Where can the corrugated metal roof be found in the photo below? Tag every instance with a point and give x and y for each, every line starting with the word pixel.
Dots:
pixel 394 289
--
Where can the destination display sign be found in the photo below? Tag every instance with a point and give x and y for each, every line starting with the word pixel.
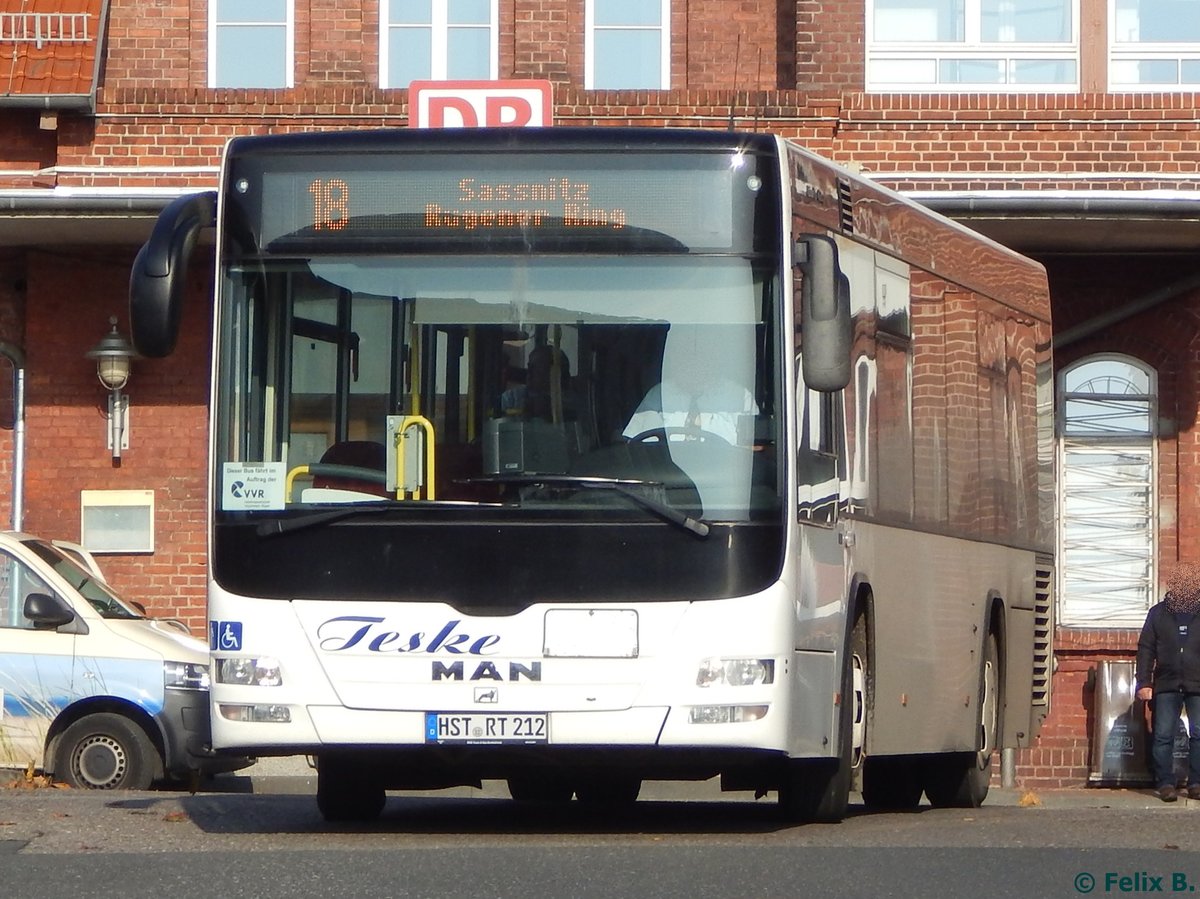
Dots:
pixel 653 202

Task brief: Copy the lines word for word, starting at the line containing "Where can the corrugated" and ending at the line containing "pixel 394 289", including both of those lines.

Result:
Where can the corrugated metal roof be found in the photo below? Tag every instance with a point and give x and y for each, every line starting with the word pixel.
Dots:
pixel 394 289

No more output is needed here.